_Exercise text_:
>>

Original article can be found at The Denver Post
Originally published on March 24, 2020 By Patty Limerick

In the summer of 2002, I went viral.

A medical professional at the Boulder Medical Center acted with alacrity and outfitted me with a mask, instructing me to leave via the fire escape to avoid endangering anyone I might pass in the building.

Having come down with adult chicken pox, I was under orders to stay home for two weeks. And, if I coughed twice, the nurse-practitioner told me, I should be hospitalized.

When she said this, I was quickly evolving into a state of affairs in which brain cells and nerve cells were uniting in one forceful message. “We are now calling your attention to omnipresent itching,” they were shouting, “and this will soon drive everything else out of your mind.” With that much noise in the system, a couple of rounds of coughing would barely register.

Cough twice and race off to the hospital?

A sensible medical professional had apparently lost her bearings and spiraled into over-reaction.

And then, just a few days after I had recovered, I read the obituary for Hawaii Congresswoman Patsy Mink. A vigorous and healthy 74-year-old, she died from the viral pneumonia that, not uncommonly, comes into the picture with adult chicken pox.

The moral of the story? Encountering a highly contagious and potentially very dangerous virus, I was invited to change my customs for distinguishing alarmism from appropriate caution.

On that count and a number of others, with the bright light of hindsight, the time I spent in the company of the varicella-zoster virus now resembles a “pre-enactment” of global circumstances in March of 2020.

Sticking with that recognition of relevance, consider the steep descent of my expectations for the results of medical tests. Back in 2002, given my obvious state of affliction, this test seemed unnecessary and perfunctory.

But it wasn’t.

When the nurse-practitioner got the results, she called with surprising news. The blood test had not confirmed my initial diagnosis.

<<

_Parts of the exercise_:
A. In the chicken pox essay, how old was Patsy Mink when she died?
B. Copy the chicken pox essay between "When she said" and "to the hospital?", inclusive, swapping "itching" out for "burning".

_Excerpted data_:
>>

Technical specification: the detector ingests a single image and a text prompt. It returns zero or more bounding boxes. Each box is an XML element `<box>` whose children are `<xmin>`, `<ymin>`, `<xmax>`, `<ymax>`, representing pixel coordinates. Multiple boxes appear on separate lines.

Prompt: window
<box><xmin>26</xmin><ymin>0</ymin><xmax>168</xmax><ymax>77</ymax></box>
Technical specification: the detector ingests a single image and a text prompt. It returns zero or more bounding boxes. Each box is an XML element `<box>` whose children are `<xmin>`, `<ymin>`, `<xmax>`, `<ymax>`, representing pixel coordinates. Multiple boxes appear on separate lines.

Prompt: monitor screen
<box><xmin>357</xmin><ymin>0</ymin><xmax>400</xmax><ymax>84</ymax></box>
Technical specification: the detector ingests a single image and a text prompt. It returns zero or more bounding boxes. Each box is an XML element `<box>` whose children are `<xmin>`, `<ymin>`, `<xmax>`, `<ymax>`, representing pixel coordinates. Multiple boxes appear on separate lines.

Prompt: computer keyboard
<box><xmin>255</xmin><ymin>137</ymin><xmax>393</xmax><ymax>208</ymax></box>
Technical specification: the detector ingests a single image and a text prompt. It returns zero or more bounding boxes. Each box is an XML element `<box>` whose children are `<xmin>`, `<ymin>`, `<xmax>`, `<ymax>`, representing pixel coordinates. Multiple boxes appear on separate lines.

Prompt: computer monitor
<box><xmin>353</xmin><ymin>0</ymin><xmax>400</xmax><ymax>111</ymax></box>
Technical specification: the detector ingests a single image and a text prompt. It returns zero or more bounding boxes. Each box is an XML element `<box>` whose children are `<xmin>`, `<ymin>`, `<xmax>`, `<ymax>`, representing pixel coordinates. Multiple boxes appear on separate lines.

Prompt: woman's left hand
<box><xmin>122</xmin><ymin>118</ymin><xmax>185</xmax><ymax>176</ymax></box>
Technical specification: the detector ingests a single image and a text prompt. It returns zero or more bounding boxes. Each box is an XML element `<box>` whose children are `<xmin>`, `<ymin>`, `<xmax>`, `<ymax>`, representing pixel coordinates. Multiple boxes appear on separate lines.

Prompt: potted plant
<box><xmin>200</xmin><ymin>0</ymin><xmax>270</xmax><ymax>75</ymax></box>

<<

_Solution set_:
A. She was 74.

B.
When she said this, I was quickly evolving into a state of affairs in which brain cells and nerve cells were uniting in one forceful message. “We are now calling your attention to omnipresent burning,” they were shouting, “and this will soon drive everything else out of your mind.” With that much noise in the system, a couple of rounds of coughing would barely register.

Cough twice and race off to the hospital?